Copy, with no changes, the lines of the entries below, starting at the line that contains "Might I trouble you for the coordinates of the tattooed" and going through the last line of the entries, both ends included.

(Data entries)
· · ·
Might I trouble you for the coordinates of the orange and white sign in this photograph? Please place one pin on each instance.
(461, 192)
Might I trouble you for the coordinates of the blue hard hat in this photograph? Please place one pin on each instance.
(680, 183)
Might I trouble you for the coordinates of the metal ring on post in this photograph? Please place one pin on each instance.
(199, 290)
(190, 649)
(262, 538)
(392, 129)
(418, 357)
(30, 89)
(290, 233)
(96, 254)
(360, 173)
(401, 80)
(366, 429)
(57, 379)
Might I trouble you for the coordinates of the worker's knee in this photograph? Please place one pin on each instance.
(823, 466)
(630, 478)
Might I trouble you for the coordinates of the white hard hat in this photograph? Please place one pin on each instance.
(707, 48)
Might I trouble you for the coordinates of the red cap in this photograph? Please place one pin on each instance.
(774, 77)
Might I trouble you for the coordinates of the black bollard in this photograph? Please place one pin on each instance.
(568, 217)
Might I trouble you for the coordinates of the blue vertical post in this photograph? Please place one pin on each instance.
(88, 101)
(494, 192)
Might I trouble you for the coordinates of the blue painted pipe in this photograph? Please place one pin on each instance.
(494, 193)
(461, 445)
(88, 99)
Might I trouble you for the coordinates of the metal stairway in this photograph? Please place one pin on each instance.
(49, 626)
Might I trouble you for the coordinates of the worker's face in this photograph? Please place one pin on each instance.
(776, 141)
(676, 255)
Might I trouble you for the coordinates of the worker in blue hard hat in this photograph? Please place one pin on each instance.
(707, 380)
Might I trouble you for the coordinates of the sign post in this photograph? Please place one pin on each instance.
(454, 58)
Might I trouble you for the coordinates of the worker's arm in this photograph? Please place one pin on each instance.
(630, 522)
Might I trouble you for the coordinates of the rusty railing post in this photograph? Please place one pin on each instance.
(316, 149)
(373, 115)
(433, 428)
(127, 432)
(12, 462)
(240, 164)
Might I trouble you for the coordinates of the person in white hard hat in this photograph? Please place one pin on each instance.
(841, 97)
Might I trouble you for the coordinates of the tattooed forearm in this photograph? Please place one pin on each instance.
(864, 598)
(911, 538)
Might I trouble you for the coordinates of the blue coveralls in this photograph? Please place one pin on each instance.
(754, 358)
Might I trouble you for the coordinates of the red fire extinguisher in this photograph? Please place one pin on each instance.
· · ·
* Expected output:
Might I trouble you for the coordinates of the tattooed forearm in this photograph? Please place one pin on each instance.
(864, 598)
(911, 538)
Might I trouble you for the coordinates of the blue coveralls in this photograph? Please place one pin on each instance.
(754, 358)
Might I trouble you for the coordinates of the red fire extinguisher in this photograph? Please place one pin on each instance.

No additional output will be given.